■ ARTICLE
■ ■ ■

# looking for bridge tackle



## yogai (Oct 21, 2005)

I've been looking around for rods for bridge fishing for big snook, cobia, and tarpon. These are hard to find because it's a pretty specialized type of rod. I'm looking for an 8 to 10 foot stout rod for 30-60 or so line. Something I could put a 3/0 senator or a similar size avet onto.
The only big manufacturer I can find is chaos rods, which makes a few bridge rods. Need something with a long butt too like a regular surf rod, as I'm not a rod builder and couldn't do the job myself.

I just wanted to see if anybody else knew of companies that make this type of tackle before I start my Spring and summer bridge bummin'.


----------



## jettypark28 (Jun 23, 2006)

*If*

you can find it...Uglystik Model "BWB" Heavy action, 8' , rated for 40 to 80lb line....and it does a great job around bridges. Stopping and turning good size fish from wrapping you up. But more then likely you will have to order a blank and cut it down, and build it yourselve...Cheaper and from what i heard,and alot of fun...Making your own rod....:fishing:


----------



## cpn_aaron (Apr 11, 2006)

Pinnacle has a series of these types of rods. I have a 9ft heavy from them that I rarely use, but it has held up to many big fish over the 8 years I've owned it. I'll have to go to my closet and look up the series name tonight. I like it for the nice stick it gives when pulling the big boys away from structure.


----------



## jettypark28 (Jun 23, 2006)

*Cpn*

I looked for that rod and couldnt find it, just like the uglystik...it seem like they quit making them. Or arent listing them anymore...."Yogai" I would also look in Ebay, sometime they have old rods that you can fix up to fit your need. I wonder why they quit making these rods??? cause nobody has a listing for a rod like you want opcorn:


----------



## yogai (Oct 21, 2005)

■ ■ ■

■ DATA SHOWN
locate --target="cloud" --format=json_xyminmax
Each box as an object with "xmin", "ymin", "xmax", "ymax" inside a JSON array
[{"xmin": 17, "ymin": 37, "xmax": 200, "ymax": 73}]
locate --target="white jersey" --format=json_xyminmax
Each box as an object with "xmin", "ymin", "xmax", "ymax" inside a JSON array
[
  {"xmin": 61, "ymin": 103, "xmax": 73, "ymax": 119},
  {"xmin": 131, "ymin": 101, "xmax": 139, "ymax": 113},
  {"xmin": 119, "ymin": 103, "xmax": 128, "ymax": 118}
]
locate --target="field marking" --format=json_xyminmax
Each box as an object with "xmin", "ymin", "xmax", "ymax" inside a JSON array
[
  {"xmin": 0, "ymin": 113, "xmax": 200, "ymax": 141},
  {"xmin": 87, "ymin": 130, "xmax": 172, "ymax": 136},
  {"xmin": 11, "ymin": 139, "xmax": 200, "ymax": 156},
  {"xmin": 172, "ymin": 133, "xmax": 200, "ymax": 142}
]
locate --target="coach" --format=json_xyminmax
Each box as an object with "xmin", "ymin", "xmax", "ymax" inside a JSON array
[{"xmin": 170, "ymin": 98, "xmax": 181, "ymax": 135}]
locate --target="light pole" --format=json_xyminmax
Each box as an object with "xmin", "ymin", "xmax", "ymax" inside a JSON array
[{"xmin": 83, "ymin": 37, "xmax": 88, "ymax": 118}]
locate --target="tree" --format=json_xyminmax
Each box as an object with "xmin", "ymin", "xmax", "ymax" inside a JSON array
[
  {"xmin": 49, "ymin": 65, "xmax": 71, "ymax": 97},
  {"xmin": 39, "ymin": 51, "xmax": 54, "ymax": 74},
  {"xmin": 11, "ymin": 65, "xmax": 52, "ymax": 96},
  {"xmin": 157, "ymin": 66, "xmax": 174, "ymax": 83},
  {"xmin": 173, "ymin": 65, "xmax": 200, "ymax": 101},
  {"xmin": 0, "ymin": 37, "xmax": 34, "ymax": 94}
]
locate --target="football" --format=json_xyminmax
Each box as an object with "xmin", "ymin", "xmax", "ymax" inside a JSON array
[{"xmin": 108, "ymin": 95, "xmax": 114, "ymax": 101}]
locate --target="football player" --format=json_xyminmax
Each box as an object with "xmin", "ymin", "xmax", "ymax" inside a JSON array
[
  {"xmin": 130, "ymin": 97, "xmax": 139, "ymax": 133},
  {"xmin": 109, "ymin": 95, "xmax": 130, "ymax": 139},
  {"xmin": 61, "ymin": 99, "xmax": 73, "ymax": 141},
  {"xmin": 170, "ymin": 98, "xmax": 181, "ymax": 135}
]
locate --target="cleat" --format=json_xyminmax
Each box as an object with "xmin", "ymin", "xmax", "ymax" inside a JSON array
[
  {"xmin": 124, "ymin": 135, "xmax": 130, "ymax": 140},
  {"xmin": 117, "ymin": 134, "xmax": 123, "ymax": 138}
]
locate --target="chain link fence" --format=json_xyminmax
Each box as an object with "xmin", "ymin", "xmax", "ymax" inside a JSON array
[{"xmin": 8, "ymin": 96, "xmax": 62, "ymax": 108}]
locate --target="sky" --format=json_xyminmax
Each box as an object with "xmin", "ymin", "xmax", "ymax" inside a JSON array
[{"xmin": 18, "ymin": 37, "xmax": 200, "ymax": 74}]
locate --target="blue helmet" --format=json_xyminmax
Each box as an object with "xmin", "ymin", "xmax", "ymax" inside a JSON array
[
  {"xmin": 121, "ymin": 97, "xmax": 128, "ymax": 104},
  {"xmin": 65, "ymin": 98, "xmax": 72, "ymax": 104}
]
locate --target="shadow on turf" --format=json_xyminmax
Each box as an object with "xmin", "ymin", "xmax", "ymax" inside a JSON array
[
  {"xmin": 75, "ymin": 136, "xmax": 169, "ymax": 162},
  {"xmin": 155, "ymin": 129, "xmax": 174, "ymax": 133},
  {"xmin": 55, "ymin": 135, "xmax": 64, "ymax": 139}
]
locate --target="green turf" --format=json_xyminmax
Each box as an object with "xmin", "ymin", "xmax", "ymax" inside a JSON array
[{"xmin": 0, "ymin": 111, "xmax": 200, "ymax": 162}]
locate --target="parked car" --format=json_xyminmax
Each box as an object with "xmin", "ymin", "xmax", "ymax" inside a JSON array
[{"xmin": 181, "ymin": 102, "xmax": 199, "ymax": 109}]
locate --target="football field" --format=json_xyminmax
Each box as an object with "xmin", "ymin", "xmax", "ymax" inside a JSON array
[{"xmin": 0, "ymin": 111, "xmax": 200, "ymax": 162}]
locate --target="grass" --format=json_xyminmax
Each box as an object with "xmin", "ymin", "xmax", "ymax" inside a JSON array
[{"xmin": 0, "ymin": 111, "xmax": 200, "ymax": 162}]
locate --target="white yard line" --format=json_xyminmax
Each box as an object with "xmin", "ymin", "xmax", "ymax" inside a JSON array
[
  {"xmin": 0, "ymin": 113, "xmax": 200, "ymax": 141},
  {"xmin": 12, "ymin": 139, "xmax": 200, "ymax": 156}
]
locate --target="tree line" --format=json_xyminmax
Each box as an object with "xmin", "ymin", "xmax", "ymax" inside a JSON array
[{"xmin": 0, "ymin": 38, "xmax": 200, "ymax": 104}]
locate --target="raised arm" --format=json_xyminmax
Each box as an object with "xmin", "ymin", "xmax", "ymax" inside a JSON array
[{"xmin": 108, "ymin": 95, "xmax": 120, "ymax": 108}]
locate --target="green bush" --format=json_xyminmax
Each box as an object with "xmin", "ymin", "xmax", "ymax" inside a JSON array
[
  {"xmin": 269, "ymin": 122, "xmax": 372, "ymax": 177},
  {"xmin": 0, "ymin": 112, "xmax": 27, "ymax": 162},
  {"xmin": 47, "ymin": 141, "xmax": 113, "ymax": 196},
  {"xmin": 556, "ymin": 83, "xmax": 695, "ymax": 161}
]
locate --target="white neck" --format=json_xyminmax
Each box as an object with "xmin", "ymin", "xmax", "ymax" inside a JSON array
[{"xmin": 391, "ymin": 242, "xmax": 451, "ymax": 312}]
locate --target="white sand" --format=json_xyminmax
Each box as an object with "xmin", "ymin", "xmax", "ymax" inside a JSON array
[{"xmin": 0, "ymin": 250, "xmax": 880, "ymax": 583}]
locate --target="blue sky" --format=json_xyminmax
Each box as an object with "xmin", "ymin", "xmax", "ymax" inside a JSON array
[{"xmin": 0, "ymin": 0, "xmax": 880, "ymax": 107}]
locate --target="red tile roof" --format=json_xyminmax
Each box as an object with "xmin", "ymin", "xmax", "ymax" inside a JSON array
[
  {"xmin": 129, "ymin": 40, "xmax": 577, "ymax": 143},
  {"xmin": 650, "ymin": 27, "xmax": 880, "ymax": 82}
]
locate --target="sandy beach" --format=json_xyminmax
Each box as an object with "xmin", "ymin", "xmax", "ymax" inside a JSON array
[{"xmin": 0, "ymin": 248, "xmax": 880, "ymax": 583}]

■ ■ ■

■ TASK
Summarize the bridge tackle thread in two sentences.

■ THE SOLUTION
A poster who isn't a rod builder is looking for a stout 8 to 10 foot bridge rod with a long butt, rated for about 30-60 line and able to take a 3/0 Senator or a similar Avet, and has found only Chaos Rods making such rods. Replies point to an Ugly Stik "BWB" and a Pinnacle series, but neither model turns up in listings, so the suggestions are to order a blank and build the rod or to fix up an old rod from eBay.